Start of Text section
Finding data

A key aspect of starting a computational project is finding your data! In some cases your supervisor will have data from the lab for you to work on, but you will still need to find things like genomes, or other data to support your work.

There is a wealth of data available online, and this will only increase as more journal prioritise open, reproducible science, and as sequencing costs continue to drop. If you are looking for data to answer a certain research question, thinking about what you need before you start looking can help to narrow and focus your search.

Things to consider

What kind of data do you need?

Considering the kind of data you want is a simple way narrow down your search.

For example:

  • Microarray

  • RNA-seq

  • Ribo-seq

  • SNPs in a given gene.

Do you need raw or processed data?

In some cases, you may not need raw data, and can look for data that has already undergone quality filtering, aligning, and normalisation, for example. This could include expression data, where you just need to know the RPKM of certain transcripts.

However, finding pre-processed data doesn’t mean you don’t have prep work! You should read the associated paper, particularly the methods. Try to understand what has happened to the data, and any weirdness to expect. Did the authors use exactly the same protocol on the control/treated data? You won’t be able to interpret your results effectively unless you really know your data.
End of Text section
Start of Source material
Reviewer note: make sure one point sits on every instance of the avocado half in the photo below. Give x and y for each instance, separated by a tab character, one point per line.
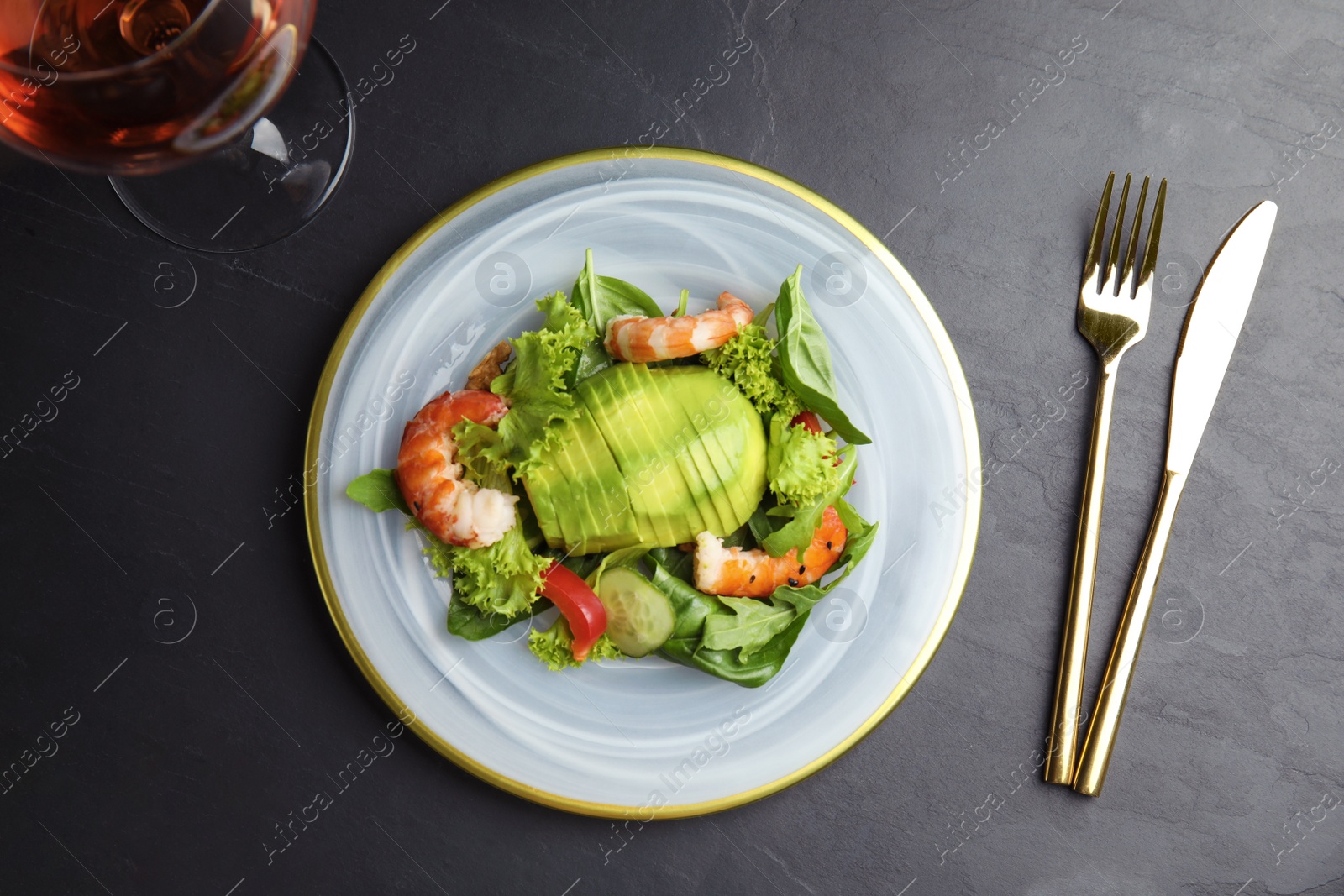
655	457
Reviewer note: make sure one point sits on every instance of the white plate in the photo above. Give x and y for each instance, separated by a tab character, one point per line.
645	738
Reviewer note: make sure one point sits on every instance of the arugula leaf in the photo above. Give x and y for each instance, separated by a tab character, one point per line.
470	622
378	490
797	531
601	298
862	535
752	626
806	359
800	464
694	610
682	563
749	647
618	558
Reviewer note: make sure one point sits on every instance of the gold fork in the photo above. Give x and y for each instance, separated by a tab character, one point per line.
1113	316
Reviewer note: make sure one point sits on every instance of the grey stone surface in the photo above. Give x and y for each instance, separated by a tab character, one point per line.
165	454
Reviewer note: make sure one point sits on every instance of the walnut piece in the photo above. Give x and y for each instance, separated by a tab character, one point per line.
491	365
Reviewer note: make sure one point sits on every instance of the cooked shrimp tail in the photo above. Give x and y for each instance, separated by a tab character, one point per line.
454	510
756	574
631	338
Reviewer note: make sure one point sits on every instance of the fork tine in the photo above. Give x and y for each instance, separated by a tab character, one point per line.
1113	258
1133	242
1155	233
1092	265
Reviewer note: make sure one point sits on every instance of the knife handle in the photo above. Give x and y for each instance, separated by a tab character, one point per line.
1120	668
1073	653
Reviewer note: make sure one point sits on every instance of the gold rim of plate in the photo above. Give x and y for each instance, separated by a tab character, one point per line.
968	426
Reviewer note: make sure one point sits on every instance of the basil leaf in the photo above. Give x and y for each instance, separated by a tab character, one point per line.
378	490
601	298
806	359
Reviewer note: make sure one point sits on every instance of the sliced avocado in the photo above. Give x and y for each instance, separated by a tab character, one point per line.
618	403
701	477
694	391
584	486
687	519
658	457
732	441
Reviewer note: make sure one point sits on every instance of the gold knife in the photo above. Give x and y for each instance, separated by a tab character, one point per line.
1206	347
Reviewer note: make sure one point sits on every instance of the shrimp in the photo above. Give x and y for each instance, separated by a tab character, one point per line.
756	574
633	338
454	510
End of Source material
→ Assigned task A:
Answer these questions about the text on finding data:
(i) What two developments does the text expect to increase the amount of data available online?
(ii) What is the last kind of data in the list of examples?
(iii) Which part of the associated paper does the text single out for reading when using pre-processed data?
→ Assigned task B:
Set down word for word the part of the text on finding data starting at "There is a wealth" and ending at "do you need?".

→ Solution A:
(i) More journals prioritizing open, reproducible science, and sequencing costs continuing to drop.
(ii) SNPs in a given gene.
(iii) The methods.

→ Solution B:
There is a wealth of data available online, and this will only increase as more journal prioritise open, reproducible science, and as sequencing costs continue to drop. If you are looking for data to answer a certain research question, thinking about what you need before you start looking can help to narrow and focus your search.

Things to consider

What kind of data do you need?